▸ LISTED RECORDS

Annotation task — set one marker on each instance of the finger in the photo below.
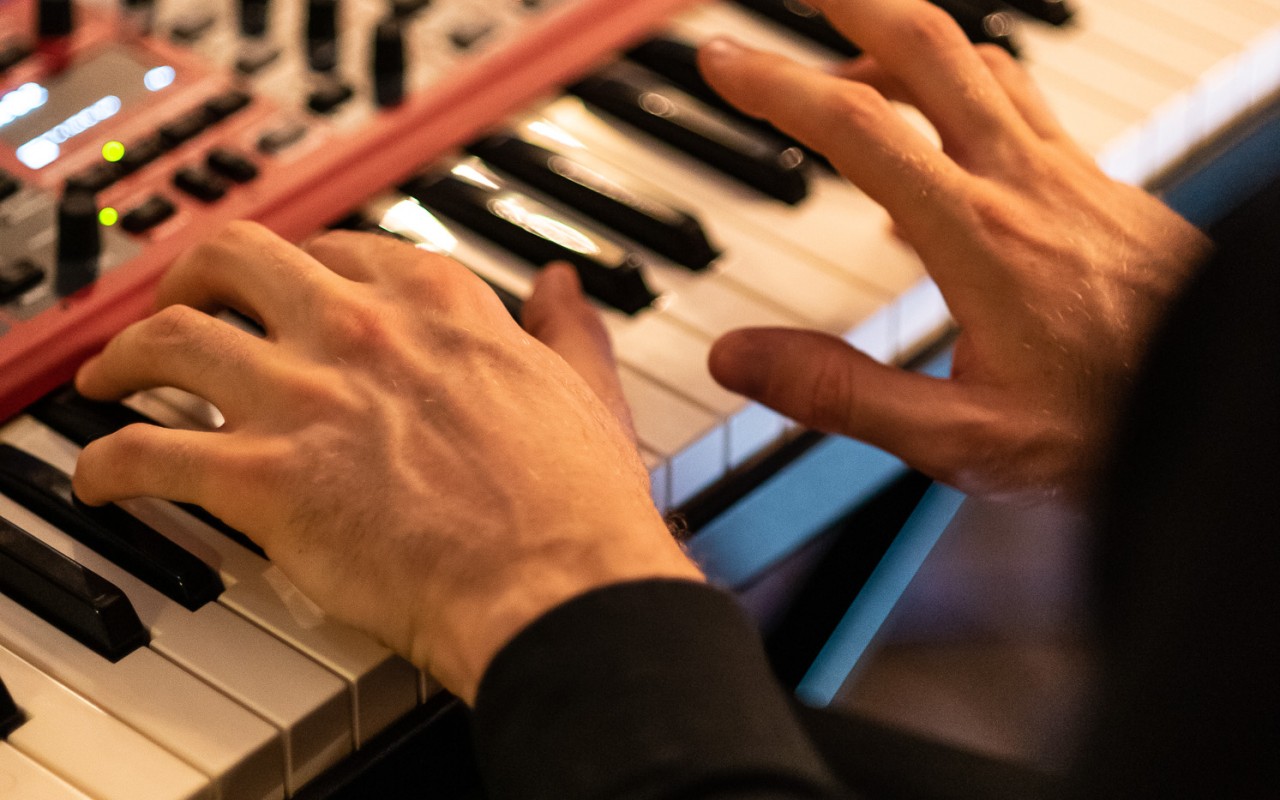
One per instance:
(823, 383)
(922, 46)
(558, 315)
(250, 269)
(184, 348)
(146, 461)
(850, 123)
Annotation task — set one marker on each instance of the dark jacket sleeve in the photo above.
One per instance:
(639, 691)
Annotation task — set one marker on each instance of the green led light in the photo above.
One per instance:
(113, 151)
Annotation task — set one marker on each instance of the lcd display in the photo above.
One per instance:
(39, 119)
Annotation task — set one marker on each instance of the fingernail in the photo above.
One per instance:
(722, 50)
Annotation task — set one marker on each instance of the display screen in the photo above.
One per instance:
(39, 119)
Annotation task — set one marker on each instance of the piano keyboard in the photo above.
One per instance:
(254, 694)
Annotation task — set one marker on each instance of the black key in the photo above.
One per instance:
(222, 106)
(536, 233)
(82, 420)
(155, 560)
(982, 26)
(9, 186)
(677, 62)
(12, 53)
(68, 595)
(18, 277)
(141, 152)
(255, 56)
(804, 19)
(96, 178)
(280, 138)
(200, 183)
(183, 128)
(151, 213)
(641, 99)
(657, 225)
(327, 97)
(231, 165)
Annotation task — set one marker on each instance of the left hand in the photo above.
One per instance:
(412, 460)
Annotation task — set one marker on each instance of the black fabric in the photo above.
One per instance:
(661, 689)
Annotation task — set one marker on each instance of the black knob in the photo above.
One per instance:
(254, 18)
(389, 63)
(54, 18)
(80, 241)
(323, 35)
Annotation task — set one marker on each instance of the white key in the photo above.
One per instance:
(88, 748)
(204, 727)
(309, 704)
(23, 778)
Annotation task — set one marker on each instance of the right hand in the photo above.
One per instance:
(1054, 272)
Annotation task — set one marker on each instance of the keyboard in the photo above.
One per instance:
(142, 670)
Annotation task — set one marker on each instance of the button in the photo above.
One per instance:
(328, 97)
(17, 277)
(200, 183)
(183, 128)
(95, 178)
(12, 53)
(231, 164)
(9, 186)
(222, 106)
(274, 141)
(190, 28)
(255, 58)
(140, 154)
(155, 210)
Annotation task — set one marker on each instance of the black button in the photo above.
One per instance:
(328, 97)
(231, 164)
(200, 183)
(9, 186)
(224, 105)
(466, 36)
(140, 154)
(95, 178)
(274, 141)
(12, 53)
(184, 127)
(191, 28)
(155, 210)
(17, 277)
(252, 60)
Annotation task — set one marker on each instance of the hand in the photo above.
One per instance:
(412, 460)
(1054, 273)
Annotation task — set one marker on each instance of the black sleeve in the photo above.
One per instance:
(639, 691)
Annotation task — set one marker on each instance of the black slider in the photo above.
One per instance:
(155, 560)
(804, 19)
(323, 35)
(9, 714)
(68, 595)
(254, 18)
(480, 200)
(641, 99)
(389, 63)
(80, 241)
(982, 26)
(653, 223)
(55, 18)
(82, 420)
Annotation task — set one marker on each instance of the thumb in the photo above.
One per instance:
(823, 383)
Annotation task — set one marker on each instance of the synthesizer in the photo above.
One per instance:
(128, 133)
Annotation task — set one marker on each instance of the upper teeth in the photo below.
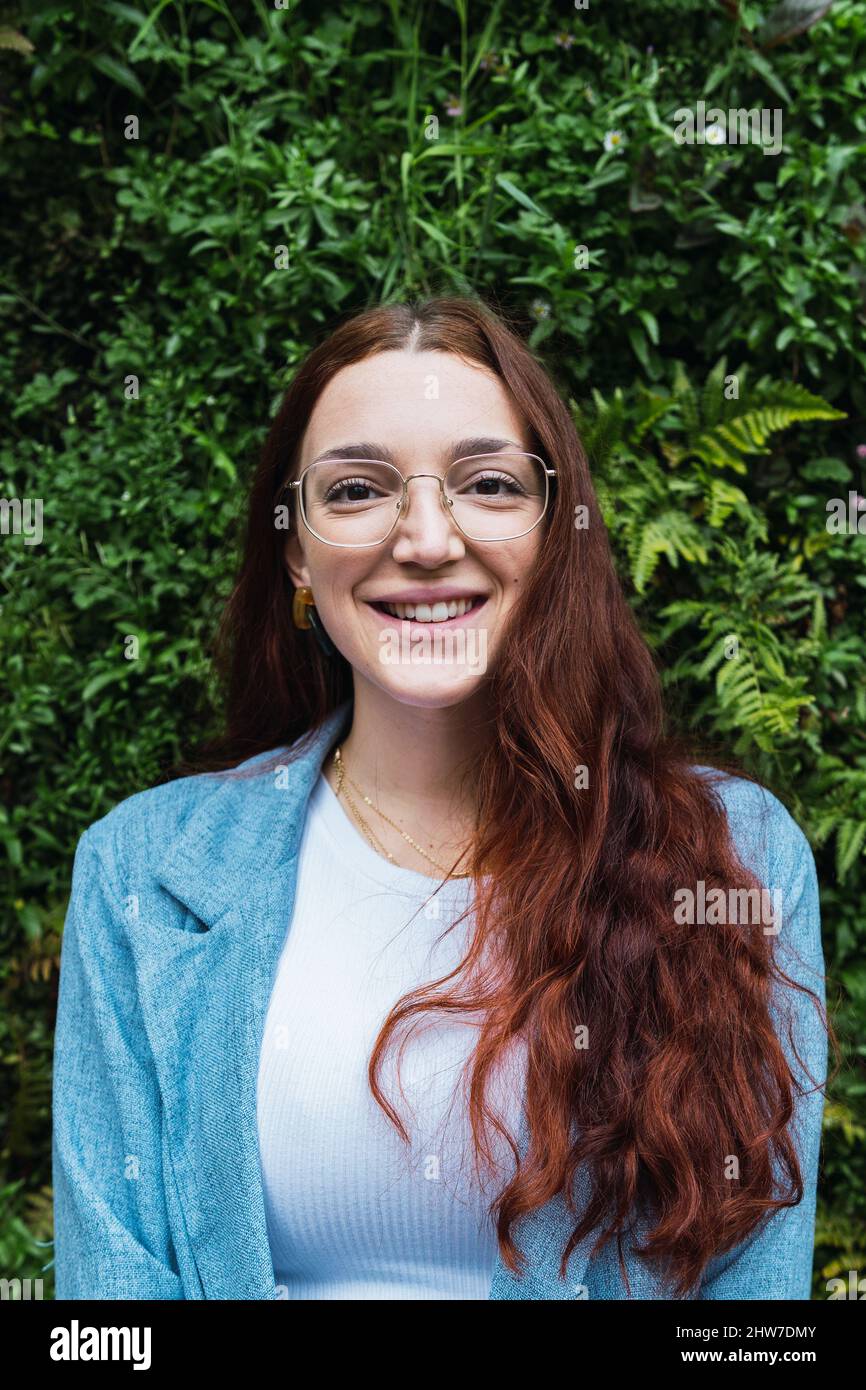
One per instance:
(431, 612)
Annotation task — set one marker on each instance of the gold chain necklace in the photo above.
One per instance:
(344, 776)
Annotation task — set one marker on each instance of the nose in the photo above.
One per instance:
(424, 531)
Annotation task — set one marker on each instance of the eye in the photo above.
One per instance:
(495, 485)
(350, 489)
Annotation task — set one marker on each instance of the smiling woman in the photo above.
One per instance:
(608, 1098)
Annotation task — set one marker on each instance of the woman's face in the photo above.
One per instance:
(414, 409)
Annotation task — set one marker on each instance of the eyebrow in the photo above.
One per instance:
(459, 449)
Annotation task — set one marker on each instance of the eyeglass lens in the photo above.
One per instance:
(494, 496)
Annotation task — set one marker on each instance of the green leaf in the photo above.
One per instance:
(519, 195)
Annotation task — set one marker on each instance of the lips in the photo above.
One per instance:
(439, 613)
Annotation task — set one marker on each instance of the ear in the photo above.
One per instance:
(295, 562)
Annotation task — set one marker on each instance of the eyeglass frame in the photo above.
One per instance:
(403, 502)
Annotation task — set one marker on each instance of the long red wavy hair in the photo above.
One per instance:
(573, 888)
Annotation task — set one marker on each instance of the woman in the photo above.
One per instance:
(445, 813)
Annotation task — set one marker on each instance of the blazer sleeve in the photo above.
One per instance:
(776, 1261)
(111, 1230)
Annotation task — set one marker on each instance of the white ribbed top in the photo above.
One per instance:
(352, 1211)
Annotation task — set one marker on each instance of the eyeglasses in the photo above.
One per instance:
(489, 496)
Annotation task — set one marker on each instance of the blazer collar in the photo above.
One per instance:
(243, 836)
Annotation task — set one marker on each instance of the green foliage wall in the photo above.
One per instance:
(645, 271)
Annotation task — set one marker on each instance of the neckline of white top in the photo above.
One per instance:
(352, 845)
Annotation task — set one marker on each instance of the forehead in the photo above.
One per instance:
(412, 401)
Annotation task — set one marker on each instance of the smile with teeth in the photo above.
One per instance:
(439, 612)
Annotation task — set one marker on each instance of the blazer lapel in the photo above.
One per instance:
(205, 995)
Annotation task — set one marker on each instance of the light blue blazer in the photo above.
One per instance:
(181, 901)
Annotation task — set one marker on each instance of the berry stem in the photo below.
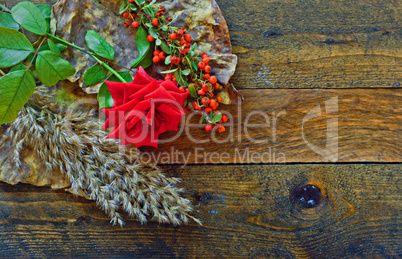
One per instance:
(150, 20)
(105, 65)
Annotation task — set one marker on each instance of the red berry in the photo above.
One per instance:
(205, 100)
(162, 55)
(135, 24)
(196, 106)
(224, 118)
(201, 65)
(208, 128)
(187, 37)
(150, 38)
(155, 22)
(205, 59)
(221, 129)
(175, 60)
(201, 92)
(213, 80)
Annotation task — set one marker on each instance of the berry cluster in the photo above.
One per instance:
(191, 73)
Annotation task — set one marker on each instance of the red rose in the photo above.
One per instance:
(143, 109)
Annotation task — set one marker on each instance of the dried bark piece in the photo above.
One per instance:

▸ EXERCISE
Quote the data above in full, leaving out the pictures it holds.

▸ ANSWER TO THIS EXERCISE
Annotation task — set one marker on each instance of the finger in the photo below.
One per instance:
(823, 383)
(922, 46)
(558, 315)
(250, 269)
(184, 348)
(146, 461)
(850, 123)
Annotation task — set one marker on each instance of the dark jacket sleeve in the photo above.
One per instance:
(639, 691)
Annotation task — set one marker on each instance of the green led light in the photo above.
One per instance:
(113, 151)
Annotation task — set one marker on each instance of the lcd display in the photo above.
One per instance:
(39, 119)
Annotation task — set one marker on each instance of the fingernail in the photo above.
One per instance:
(722, 50)
Annotation task — set one marker on each instance of the display screen in the photo above.
One per instance:
(39, 119)
Annotation task — set one marker on each instance of the piano keyboard in the photo above.
One per instance:
(254, 694)
Annotation task — set one marker on each instance of the black key in the photo above.
One per instance:
(222, 106)
(536, 233)
(82, 420)
(155, 560)
(982, 26)
(9, 186)
(677, 62)
(12, 53)
(68, 595)
(18, 277)
(141, 152)
(255, 56)
(804, 19)
(96, 178)
(280, 138)
(200, 183)
(183, 128)
(151, 213)
(641, 99)
(657, 225)
(327, 97)
(231, 165)
Annotation task — set one marker on each instance of the left hand in the photo above.
One per instance:
(412, 460)
Annotation task — set one marker on each instance of the black fabric in the photo above.
One per instance:
(661, 689)
Annotation task — set one marker on each instance of the black knob in the photo above.
One per instance:
(254, 18)
(389, 63)
(54, 18)
(80, 241)
(323, 35)
Annotation task — set one marker on each instance of the white key in the photo above.
One per instance:
(88, 748)
(204, 727)
(309, 704)
(23, 778)
Annotation task — set one marker on each instance of the right hand in the photo above.
One per instance:
(1054, 272)
Annotation task — set one marker on each instance of the keyboard in the photo above.
One per instance:
(142, 670)
Annotation task — set one marker on each instance of the button in the photo above.
One per instance:
(328, 97)
(17, 277)
(200, 183)
(183, 128)
(95, 178)
(12, 53)
(231, 164)
(9, 186)
(222, 106)
(274, 141)
(190, 28)
(255, 58)
(140, 154)
(155, 210)
Annotation task — set one marker on each instance of the black button in the photo above.
One per instance:
(328, 97)
(231, 164)
(200, 183)
(9, 186)
(224, 105)
(466, 36)
(140, 154)
(95, 178)
(274, 141)
(12, 53)
(184, 127)
(191, 28)
(155, 210)
(17, 277)
(252, 60)
Annotation task — set one marker on each instance of the hand in the photo above.
One per instance:
(412, 460)
(1054, 273)
Annotation task — set one marker on each instance of the black sleeve in the photo above.
One per instance:
(639, 691)
Annotation task — set one marker on each instance of the black slider in the photo above.
One per instance:
(155, 560)
(804, 19)
(323, 35)
(9, 714)
(68, 595)
(254, 18)
(480, 200)
(641, 99)
(389, 63)
(80, 241)
(982, 26)
(653, 223)
(55, 18)
(82, 420)
Annotation task — set one marker on each instance of the thumb in the photo above.
One per instance:
(823, 383)
Annotation task — set one marker on each instance of the synthesizer in the photo above.
One per instance:
(128, 133)
Annotation task — set one marker on each instance of the upper teeth in the photo below.
One per instance:
(431, 612)
Annotation task — set one marker on each instance of the gold chain necklace in the photo above.
One per instance:
(344, 776)
Annotation task — set one marker on each instance of the nose in the photo above.
One per instance:
(424, 531)
Annotation task — set one marker on each instance of the eye in the photo above.
One per instance:
(495, 485)
(350, 489)
Annotation task — set one marker on each instance of the smiling woman in the photo above.
One per instance:
(608, 1098)
Annotation task — set one marker on each instance of the woman's face in the photo above.
One per instance:
(414, 409)
Annotation task — set one marker on each instance of the eyebrow in the photo above.
One per instance:
(459, 449)
Annotation task — set one marker on each instance of the eyeglass lens in the photo above.
One per instance:
(494, 496)
Annotation task — set one marker on each instance of the green leaf in the photo above.
One per instance:
(519, 195)
Annotation task — set one marker on each instance of the lips in the photo above.
One per instance:
(439, 613)
Annotation task — set one marker on each instance of the ear in the photo above.
One per instance:
(295, 562)
Annotation task — set one marker on each instance of the eyeglass frame in the photo above.
One per instance:
(403, 502)
Annotation task — set one marker on each instance of the long red wavy hair in the photo above.
One per instance:
(573, 888)
Annotation task — set one marker on each instance of the woman in the photo above.
One per instance:
(445, 813)
Annotation task — set one marker on each instance of the blazer sleeve in the photo above.
One per instance:
(776, 1261)
(111, 1230)
Annotation task — set one marker on each instance of the white ribbed top in the photo above.
One per instance:
(352, 1211)
Annotation task — set one marker on each instance of the eyeglasses in the photo above.
One per instance:
(489, 496)
Annotation task — set one marker on each instance of the blazer collar in the photo above.
One per instance:
(243, 836)
Annotation task — set one marker on each instance of the green foliage wall in the photo above.
One per instance:
(645, 271)
Annotation task — set one marker on each instance of the neckline of white top in the photo above.
One per instance:
(352, 845)
Annotation task — set one marker on each instance of the forehead in the photo above.
One per instance:
(412, 401)
Annotation task — set one marker on each instance of the smile with teeth in the photo above.
One per instance:
(439, 612)
Annotation task — set one marker on each instance of the blazer lapel in the photo above.
One per instance:
(205, 995)
Annotation task — set one marker on each instance of the light blue blazer in the photo above.
One per instance:
(181, 901)
Annotation task — set one marker on each instance of the berry stem in the photo below.
One per instance:
(150, 20)
(105, 65)
Annotation task — set one marker on each instance of the red berry in the photo above.
One per instance:
(205, 100)
(162, 55)
(135, 24)
(196, 106)
(224, 118)
(201, 65)
(208, 128)
(187, 37)
(150, 38)
(155, 22)
(205, 59)
(221, 129)
(175, 60)
(201, 92)
(213, 80)
Annotation task — set one marker on each instance of the berry cluster in the photo above.
One per instance:
(191, 73)
Annotation task — set one marker on each instance of the red rose in the photo above.
One per instance:
(143, 109)
Annotation task — set one marker on each instance of the dried bark piece in the photo above.
One per instance:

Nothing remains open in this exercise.